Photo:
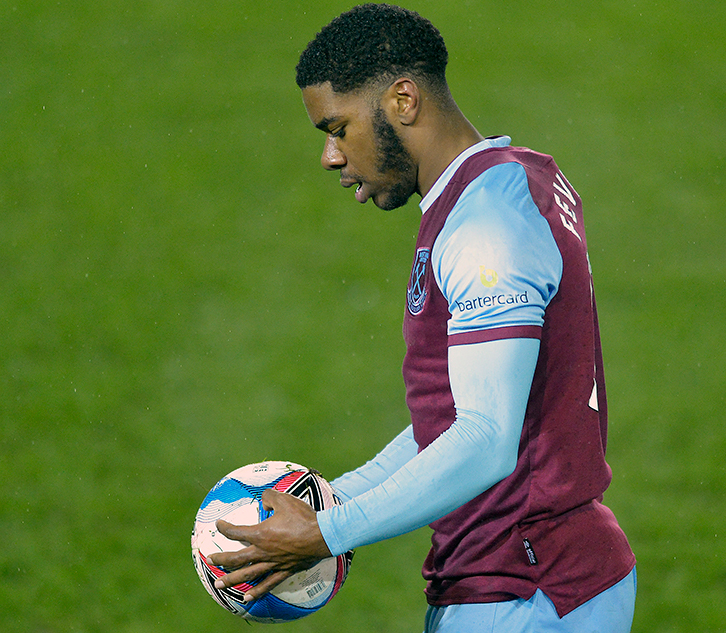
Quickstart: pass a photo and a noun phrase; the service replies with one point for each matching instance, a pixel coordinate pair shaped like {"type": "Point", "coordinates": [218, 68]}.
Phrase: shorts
{"type": "Point", "coordinates": [609, 612]}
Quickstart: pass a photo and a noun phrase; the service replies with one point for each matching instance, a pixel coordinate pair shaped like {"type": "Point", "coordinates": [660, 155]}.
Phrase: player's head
{"type": "Point", "coordinates": [354, 75]}
{"type": "Point", "coordinates": [374, 44]}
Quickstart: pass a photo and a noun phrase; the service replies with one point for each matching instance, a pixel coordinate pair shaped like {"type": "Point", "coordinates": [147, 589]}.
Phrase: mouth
{"type": "Point", "coordinates": [360, 195]}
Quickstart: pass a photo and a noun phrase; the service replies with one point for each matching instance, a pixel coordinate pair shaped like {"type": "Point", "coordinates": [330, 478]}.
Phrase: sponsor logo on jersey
{"type": "Point", "coordinates": [416, 295]}
{"type": "Point", "coordinates": [489, 277]}
{"type": "Point", "coordinates": [490, 301]}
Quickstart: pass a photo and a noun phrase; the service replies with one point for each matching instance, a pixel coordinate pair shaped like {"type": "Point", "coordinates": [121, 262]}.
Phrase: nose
{"type": "Point", "coordinates": [332, 158]}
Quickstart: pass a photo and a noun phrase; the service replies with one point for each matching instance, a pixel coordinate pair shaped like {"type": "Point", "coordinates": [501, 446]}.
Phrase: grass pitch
{"type": "Point", "coordinates": [186, 291]}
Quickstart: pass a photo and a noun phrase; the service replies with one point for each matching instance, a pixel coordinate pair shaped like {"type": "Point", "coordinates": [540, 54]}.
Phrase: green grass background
{"type": "Point", "coordinates": [184, 290]}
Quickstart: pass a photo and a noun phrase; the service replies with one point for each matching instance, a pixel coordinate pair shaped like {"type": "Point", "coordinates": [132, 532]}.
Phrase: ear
{"type": "Point", "coordinates": [406, 98]}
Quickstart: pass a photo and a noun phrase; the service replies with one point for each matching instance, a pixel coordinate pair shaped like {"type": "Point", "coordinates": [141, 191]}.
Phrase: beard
{"type": "Point", "coordinates": [394, 161]}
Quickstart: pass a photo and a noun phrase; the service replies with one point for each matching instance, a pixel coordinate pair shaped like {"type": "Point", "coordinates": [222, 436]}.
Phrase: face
{"type": "Point", "coordinates": [363, 145]}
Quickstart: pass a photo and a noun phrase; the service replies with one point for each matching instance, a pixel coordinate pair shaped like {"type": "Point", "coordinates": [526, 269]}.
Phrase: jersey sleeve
{"type": "Point", "coordinates": [495, 259]}
{"type": "Point", "coordinates": [486, 432]}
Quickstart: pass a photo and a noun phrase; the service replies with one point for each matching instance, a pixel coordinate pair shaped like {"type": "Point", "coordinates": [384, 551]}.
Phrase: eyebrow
{"type": "Point", "coordinates": [324, 124]}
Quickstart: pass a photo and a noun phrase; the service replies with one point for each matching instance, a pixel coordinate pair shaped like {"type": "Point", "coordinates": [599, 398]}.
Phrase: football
{"type": "Point", "coordinates": [236, 498]}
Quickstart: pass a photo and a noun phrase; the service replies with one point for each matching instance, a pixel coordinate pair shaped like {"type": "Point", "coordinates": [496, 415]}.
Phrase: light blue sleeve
{"type": "Point", "coordinates": [400, 450]}
{"type": "Point", "coordinates": [490, 383]}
——
▶ _Exercise requirements_: Return all the material exactly, pictures excluded.

▶ _Expected answer_:
Photo:
Quickstart: pass a photo and a noun phrase; the service replies with one point for each matching instance, a pixel coordinate pair shaped like {"type": "Point", "coordinates": [218, 68]}.
Phrase: shorts
{"type": "Point", "coordinates": [609, 612]}
Quickstart: pass a photo and a noun phrase; the service replies with one point for each matching instance, a pixel coordinate pair shaped like {"type": "Point", "coordinates": [660, 155]}.
Phrase: player's head
{"type": "Point", "coordinates": [354, 75]}
{"type": "Point", "coordinates": [374, 44]}
Quickstart: pass a photo and a noun phrase; the service replies with one point for each matching instance, a pixel coordinate pair shaped like {"type": "Point", "coordinates": [147, 589]}.
Phrase: mouth
{"type": "Point", "coordinates": [360, 195]}
Quickstart: pass a photo and a noun phrase; the service replies with one point for each matching instance, a pixel coordinate pair shaped like {"type": "Point", "coordinates": [330, 478]}.
Phrase: sponsor logo on jersey
{"type": "Point", "coordinates": [416, 295]}
{"type": "Point", "coordinates": [489, 277]}
{"type": "Point", "coordinates": [490, 301]}
Quickstart: pass a photo and a noun phrase; the service replies with one point for each matching instance, a pixel coordinate pair shaped like {"type": "Point", "coordinates": [121, 262]}.
Phrase: nose
{"type": "Point", "coordinates": [332, 158]}
Quickstart: pass a photo and a noun phrase; the service replies with one point for each matching instance, a pixel coordinate pair shaped like {"type": "Point", "coordinates": [501, 446]}.
Phrase: grass pitch
{"type": "Point", "coordinates": [186, 291]}
Quickstart: pass a photo and a noun phrase; the service replies with one point for each matching instance, a pixel coordinate pair shaped like {"type": "Point", "coordinates": [540, 54]}.
Phrase: green grass background
{"type": "Point", "coordinates": [184, 290]}
Quickstart: pass a photo and a noun phrase; the service replies with one point for each matching instance, a pixel coordinate pair shaped like {"type": "Point", "coordinates": [132, 532]}.
Phrase: ear
{"type": "Point", "coordinates": [406, 98]}
Quickstart: pass a photo and a noun phrase; the service replies with one point for each matching instance, a pixel coordinate pair shaped like {"type": "Point", "coordinates": [141, 191]}.
Phrase: beard
{"type": "Point", "coordinates": [394, 161]}
Quickstart: pass a photo and a noun phrase; the service replies with one point for each matching instance, a pixel coordinate pair shaped like {"type": "Point", "coordinates": [222, 436]}.
Phrase: face
{"type": "Point", "coordinates": [363, 145]}
Quickstart: pass a photo and a noun phrase; the service replies with one point for each matching instance, a pixel coordinate pair shaped like {"type": "Point", "coordinates": [526, 269]}.
Phrase: jersey sleeve
{"type": "Point", "coordinates": [495, 259]}
{"type": "Point", "coordinates": [486, 432]}
Quickstart: pass a photo and a noun phrase; the service replies with one point for each matching instance, a pixel coordinate pair shaped like {"type": "Point", "coordinates": [384, 551]}.
Phrase: eyebrow
{"type": "Point", "coordinates": [324, 124]}
Quickstart: pass a photo and a noun phrase; the service replies with one point for each matching instance, a pixel coordinate pair shaped like {"type": "Point", "coordinates": [599, 398]}.
Phrase: football
{"type": "Point", "coordinates": [236, 498]}
Quickstart: pass a photo and a noun phrase; the service replies with one point for each matching instance, a pixel coordinate pair shaped like {"type": "Point", "coordinates": [496, 415]}.
Phrase: light blue sleeve
{"type": "Point", "coordinates": [400, 450]}
{"type": "Point", "coordinates": [490, 383]}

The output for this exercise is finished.